=== Section Start ===
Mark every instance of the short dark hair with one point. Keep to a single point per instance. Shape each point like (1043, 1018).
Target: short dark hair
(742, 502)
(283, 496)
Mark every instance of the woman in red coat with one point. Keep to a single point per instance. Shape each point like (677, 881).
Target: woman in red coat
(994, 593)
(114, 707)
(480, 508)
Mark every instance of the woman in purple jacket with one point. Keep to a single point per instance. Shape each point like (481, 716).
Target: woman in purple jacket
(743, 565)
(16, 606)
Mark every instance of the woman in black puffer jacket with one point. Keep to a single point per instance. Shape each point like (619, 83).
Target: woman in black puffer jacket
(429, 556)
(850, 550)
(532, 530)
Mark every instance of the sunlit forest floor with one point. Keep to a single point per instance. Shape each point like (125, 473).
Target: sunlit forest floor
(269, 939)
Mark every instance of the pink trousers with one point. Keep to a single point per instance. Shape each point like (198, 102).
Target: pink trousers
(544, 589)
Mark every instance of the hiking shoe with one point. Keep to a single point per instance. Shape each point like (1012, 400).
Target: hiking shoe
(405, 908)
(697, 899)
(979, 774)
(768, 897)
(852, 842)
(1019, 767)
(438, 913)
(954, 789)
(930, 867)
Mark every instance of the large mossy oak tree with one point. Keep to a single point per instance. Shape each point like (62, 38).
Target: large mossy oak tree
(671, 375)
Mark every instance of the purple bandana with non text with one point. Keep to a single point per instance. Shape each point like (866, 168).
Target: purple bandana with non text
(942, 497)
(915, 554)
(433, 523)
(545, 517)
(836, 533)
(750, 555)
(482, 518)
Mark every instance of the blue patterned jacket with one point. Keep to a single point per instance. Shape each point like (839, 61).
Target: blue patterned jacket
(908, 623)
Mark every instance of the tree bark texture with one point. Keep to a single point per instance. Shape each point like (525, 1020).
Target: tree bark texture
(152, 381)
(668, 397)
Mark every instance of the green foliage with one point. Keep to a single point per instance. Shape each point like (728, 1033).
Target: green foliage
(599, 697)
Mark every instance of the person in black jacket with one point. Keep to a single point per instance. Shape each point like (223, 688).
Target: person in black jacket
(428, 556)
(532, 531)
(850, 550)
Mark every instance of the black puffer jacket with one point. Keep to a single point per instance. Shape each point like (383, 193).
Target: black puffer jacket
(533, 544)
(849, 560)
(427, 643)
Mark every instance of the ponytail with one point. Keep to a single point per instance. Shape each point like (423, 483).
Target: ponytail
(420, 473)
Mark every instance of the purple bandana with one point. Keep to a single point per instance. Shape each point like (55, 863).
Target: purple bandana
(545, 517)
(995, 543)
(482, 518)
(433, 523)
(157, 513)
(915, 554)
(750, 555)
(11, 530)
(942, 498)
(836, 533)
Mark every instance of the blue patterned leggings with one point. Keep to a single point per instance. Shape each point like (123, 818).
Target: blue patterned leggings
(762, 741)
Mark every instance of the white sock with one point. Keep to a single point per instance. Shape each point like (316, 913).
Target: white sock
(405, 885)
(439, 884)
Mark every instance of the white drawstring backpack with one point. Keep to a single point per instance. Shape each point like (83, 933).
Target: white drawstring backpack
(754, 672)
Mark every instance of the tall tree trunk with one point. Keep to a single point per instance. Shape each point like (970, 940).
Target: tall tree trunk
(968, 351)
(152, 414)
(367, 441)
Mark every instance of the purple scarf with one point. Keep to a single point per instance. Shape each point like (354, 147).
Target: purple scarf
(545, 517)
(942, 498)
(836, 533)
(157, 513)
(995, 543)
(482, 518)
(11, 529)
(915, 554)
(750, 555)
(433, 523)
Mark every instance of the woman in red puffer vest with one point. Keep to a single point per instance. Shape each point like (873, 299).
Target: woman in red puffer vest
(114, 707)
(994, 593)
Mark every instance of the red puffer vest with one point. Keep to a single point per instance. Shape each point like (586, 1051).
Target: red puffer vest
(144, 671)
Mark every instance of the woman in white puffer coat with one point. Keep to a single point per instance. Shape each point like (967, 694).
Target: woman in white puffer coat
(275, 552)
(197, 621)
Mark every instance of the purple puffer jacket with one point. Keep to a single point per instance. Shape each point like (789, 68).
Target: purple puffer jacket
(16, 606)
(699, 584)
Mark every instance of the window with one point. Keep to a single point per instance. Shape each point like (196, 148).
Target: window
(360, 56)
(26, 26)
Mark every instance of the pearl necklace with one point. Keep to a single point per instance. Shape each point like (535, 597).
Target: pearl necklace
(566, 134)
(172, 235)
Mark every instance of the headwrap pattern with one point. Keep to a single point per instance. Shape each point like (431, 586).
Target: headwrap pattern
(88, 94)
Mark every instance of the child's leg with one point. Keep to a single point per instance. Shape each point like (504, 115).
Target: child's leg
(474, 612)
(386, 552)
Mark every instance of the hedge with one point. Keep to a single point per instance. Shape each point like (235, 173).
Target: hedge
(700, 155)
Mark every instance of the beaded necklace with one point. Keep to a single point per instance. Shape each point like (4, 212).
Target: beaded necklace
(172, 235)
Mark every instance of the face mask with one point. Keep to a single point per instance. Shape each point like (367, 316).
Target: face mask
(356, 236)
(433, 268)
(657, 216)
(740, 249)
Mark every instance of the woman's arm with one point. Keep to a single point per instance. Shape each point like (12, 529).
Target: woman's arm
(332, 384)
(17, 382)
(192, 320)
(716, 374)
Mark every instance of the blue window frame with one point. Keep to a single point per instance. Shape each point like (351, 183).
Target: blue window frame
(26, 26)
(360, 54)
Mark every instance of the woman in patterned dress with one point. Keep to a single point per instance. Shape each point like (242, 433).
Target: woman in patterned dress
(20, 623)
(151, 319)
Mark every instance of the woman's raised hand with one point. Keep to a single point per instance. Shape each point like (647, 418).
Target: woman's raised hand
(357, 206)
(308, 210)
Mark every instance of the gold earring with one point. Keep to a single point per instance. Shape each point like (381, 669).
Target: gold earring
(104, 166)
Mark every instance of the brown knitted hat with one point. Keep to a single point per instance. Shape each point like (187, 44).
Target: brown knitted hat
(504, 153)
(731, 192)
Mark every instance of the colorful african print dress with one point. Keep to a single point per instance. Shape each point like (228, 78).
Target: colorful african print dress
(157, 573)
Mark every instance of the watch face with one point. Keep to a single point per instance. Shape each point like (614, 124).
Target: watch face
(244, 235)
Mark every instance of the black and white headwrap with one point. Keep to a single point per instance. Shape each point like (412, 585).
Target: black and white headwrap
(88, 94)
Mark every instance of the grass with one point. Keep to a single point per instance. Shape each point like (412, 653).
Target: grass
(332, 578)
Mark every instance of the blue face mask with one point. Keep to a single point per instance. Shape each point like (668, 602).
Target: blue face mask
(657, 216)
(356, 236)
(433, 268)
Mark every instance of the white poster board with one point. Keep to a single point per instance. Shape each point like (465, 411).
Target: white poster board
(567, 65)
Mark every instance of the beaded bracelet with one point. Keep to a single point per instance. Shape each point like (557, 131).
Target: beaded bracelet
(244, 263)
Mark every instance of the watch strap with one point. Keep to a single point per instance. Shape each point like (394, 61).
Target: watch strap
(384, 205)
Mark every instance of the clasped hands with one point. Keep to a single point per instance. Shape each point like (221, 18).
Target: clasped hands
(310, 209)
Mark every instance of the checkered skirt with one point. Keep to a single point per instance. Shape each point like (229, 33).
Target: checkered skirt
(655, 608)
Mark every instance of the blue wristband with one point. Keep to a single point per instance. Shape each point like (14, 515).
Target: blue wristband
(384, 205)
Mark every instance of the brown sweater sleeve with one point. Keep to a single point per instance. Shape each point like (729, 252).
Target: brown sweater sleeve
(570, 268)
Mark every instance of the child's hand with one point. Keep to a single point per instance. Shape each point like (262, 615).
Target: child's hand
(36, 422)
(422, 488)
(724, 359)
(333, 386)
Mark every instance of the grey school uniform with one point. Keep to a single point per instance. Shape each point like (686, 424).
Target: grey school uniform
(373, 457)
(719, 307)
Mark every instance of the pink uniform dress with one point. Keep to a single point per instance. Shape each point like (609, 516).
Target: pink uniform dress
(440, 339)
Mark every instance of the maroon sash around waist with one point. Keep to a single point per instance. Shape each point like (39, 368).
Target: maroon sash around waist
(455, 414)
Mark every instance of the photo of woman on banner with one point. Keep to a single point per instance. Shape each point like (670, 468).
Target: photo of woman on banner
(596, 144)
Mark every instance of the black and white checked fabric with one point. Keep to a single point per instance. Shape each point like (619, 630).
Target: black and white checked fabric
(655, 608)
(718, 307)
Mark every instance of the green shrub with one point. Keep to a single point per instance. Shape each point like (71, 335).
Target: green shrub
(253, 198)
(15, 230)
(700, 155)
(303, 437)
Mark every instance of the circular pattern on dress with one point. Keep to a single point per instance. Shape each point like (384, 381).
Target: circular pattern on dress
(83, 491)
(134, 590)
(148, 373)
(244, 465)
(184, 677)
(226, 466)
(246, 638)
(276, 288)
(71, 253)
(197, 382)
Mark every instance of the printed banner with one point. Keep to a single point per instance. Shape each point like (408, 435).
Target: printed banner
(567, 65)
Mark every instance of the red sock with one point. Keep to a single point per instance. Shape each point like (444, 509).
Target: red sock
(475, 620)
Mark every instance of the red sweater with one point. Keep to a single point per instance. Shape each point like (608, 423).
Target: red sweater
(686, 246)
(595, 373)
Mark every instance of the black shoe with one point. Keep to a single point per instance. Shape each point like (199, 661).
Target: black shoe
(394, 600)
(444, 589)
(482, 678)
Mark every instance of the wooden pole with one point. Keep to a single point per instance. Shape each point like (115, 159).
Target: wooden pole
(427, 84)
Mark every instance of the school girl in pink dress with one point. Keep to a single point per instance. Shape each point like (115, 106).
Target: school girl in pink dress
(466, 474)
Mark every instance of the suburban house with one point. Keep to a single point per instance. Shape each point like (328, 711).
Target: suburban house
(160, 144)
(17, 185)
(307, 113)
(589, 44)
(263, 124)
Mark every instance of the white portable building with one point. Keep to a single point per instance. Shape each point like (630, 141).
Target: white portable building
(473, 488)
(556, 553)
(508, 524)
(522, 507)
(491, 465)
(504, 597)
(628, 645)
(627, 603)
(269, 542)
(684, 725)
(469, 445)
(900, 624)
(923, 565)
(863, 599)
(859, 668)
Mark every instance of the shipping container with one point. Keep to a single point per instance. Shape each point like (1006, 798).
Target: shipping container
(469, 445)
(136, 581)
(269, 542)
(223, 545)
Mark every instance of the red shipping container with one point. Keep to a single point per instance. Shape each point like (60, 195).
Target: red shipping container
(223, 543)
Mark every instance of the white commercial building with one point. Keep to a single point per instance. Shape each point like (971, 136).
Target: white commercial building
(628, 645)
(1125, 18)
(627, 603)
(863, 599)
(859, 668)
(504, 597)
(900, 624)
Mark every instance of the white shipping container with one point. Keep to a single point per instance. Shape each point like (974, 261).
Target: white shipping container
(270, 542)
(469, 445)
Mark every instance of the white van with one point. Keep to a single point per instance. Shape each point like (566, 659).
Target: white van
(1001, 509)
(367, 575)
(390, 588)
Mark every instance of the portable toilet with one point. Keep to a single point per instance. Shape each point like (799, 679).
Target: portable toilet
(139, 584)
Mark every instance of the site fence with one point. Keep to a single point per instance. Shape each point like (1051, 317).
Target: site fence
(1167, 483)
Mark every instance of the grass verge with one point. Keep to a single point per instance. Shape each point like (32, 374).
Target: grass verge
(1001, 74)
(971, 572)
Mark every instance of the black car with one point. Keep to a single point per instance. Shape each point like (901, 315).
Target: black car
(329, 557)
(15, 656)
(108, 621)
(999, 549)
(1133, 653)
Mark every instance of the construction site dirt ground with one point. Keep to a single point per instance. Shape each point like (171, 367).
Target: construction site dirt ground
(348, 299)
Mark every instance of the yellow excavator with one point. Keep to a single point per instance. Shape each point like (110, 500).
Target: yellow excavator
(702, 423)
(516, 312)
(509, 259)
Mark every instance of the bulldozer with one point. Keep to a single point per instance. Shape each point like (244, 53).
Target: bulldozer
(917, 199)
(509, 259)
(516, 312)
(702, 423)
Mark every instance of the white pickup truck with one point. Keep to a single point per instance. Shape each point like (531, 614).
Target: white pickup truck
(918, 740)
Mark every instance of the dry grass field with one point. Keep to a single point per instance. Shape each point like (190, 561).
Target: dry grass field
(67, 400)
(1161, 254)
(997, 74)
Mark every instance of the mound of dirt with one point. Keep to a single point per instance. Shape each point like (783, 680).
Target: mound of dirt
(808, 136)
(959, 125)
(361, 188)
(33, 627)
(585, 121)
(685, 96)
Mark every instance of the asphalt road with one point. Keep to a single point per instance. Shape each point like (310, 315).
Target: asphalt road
=== Section End ===
== Problem details ==
Scan the material for "road" and copy the lines that hold it.

== Answer to this task ==
Mark every instance of the asphalt road with one point. Keep to a single point per instance. Shape each point like (310, 315).
Target: asphalt road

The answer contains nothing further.